» What this task involves
Edit the lines starting at the one that contains "Q: Identify a point on each instance of the woman's finger" and ending after the one that contains "[(498, 227), (433, 208)]": replace "Identify" with "Locate" and leave everything else unchanged. Return only those edited lines.

» Supplied information

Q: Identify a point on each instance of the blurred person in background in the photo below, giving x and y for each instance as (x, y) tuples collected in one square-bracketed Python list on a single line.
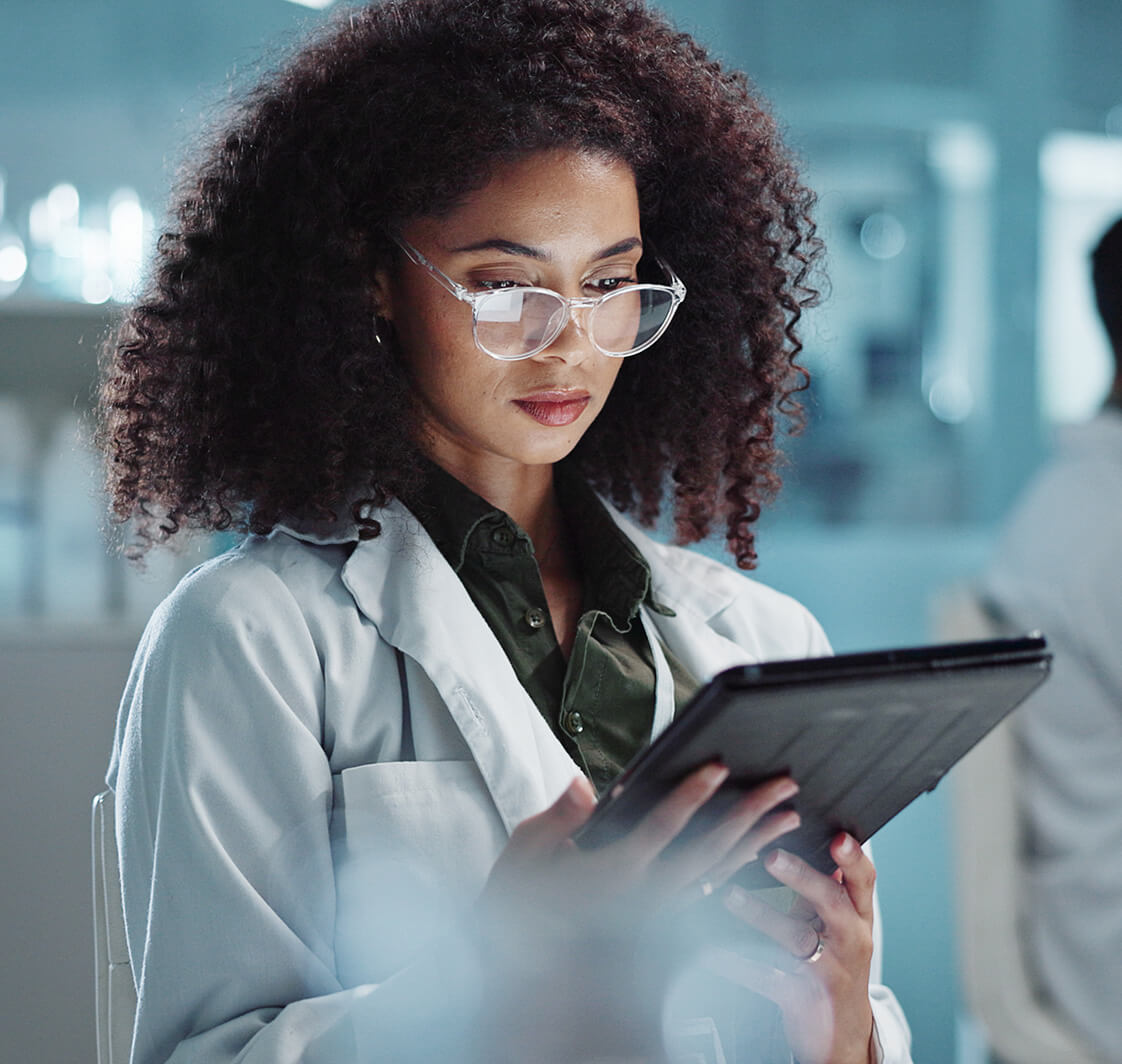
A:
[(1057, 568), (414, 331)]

* * *

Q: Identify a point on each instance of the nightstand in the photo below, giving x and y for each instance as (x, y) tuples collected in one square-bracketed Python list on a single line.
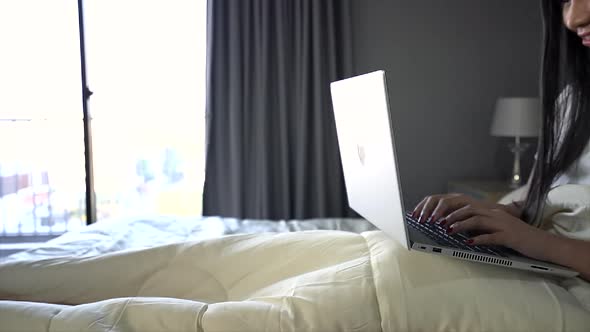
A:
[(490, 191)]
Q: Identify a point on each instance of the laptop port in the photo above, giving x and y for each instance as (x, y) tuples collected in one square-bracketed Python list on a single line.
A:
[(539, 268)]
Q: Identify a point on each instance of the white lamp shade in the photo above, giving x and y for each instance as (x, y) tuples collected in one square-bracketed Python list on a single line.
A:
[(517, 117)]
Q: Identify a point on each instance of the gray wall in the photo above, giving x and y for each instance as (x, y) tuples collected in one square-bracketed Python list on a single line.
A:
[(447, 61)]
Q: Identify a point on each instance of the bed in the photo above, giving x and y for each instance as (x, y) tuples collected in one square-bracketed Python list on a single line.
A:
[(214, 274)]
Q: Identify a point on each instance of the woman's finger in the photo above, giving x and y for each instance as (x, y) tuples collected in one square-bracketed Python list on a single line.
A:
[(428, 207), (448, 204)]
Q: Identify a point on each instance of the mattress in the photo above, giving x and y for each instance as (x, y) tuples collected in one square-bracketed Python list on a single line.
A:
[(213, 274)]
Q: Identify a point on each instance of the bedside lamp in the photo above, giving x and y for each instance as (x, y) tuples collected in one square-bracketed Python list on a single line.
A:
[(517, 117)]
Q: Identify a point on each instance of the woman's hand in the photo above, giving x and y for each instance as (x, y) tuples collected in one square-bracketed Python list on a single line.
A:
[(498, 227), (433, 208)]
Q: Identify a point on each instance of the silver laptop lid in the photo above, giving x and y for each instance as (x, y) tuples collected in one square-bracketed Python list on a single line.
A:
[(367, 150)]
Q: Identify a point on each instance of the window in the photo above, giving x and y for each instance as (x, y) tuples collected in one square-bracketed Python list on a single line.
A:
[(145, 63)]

==

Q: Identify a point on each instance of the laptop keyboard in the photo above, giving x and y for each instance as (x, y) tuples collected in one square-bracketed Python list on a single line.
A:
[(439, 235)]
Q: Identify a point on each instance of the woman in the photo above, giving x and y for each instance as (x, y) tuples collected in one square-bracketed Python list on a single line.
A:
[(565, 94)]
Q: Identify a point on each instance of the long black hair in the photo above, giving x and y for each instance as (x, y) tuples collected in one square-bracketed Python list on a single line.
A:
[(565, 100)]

» Final result
Q: Locate a point on each instance of the woman's finger in the photo above, giving x and y for each instance as (x, y) tuples collected in one square-bracketed Python list on a single line.
A:
[(428, 207), (448, 204)]
Q: Locate a point on each instance of the mattress in the photo above, giving x and y for each instance as (x, y) tuples collected in one square-bracketed Python list on a single line.
A:
[(213, 274)]
Q: Locate a point on each instance of the bedside lamp in the photo above, giving x and y for each instance as (x, y) tuples collected in one square-bracketed Python list on a single line.
A:
[(517, 117)]
Q: Locate a point on each instance of the woman's hand in the photo above, giving x and y for each instance as (x, y) tuples collected in one square-bracketed Python list on a single line.
A:
[(498, 227), (433, 208)]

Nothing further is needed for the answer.